RECORDS FOR THIS TASK:
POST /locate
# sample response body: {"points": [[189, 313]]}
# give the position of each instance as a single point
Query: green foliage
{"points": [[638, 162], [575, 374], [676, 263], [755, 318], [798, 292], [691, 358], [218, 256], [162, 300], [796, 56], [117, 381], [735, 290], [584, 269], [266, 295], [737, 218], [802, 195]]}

==

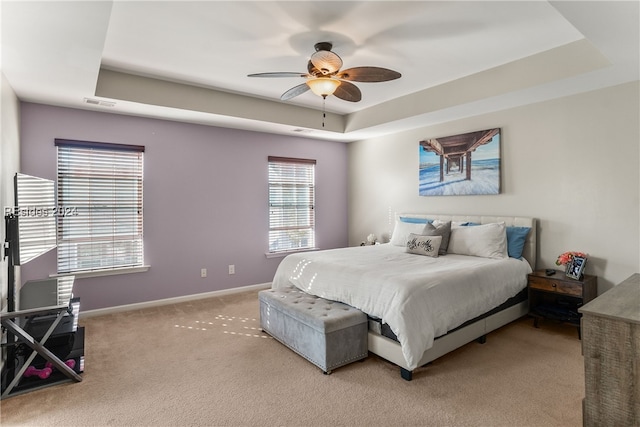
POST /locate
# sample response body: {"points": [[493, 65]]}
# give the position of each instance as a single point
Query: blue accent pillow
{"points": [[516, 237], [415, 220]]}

---

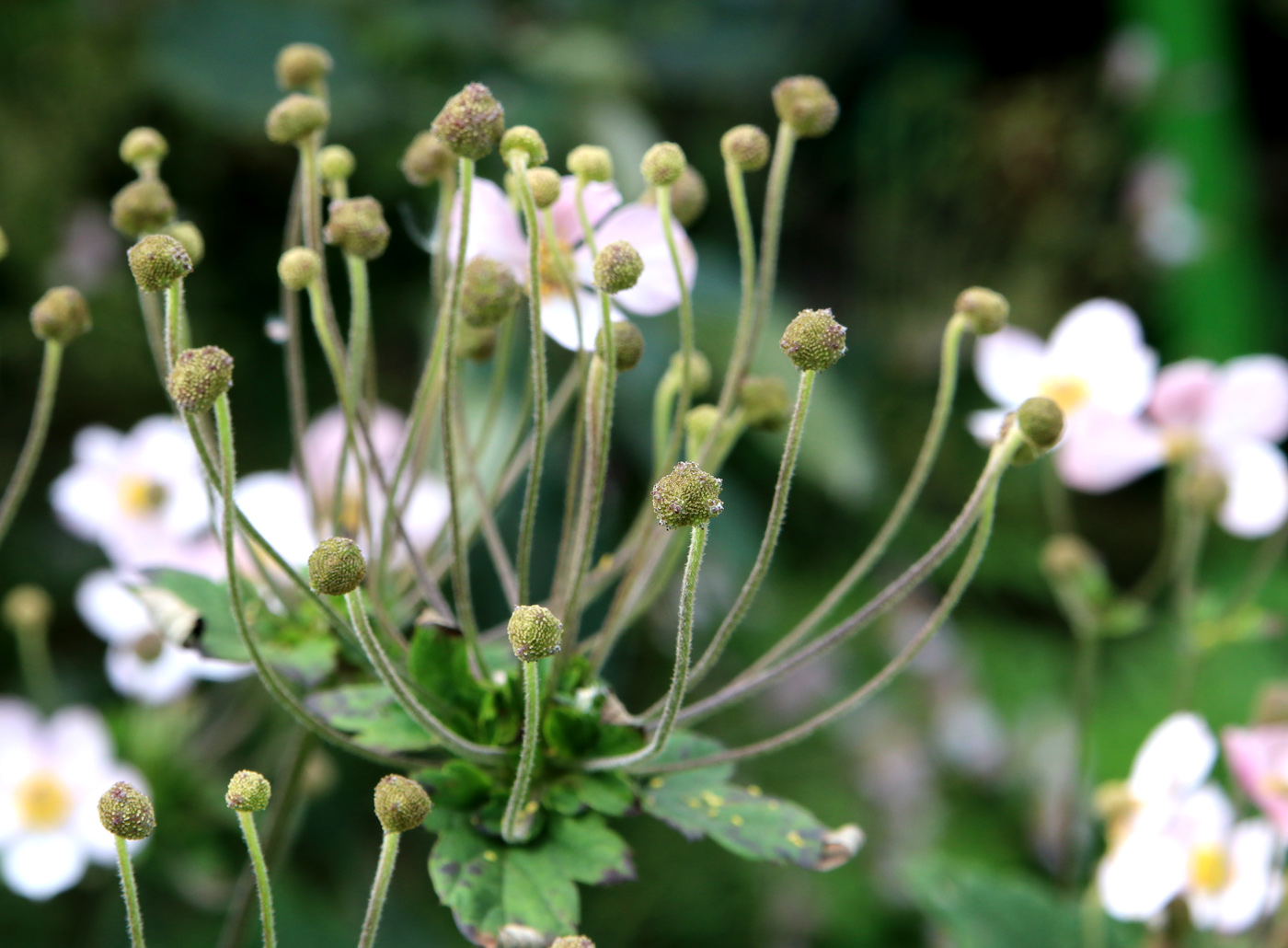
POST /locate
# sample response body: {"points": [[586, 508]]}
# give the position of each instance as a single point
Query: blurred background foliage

WHAT THE TASK ASKS: Search the listing above for lines containing "sample", and copy them.

EXERCISE OUTPUT:
# sample response body: {"points": [[189, 313]]}
# sample response body: {"points": [[493, 65]]}
# sample response body: {"points": [[586, 508]]}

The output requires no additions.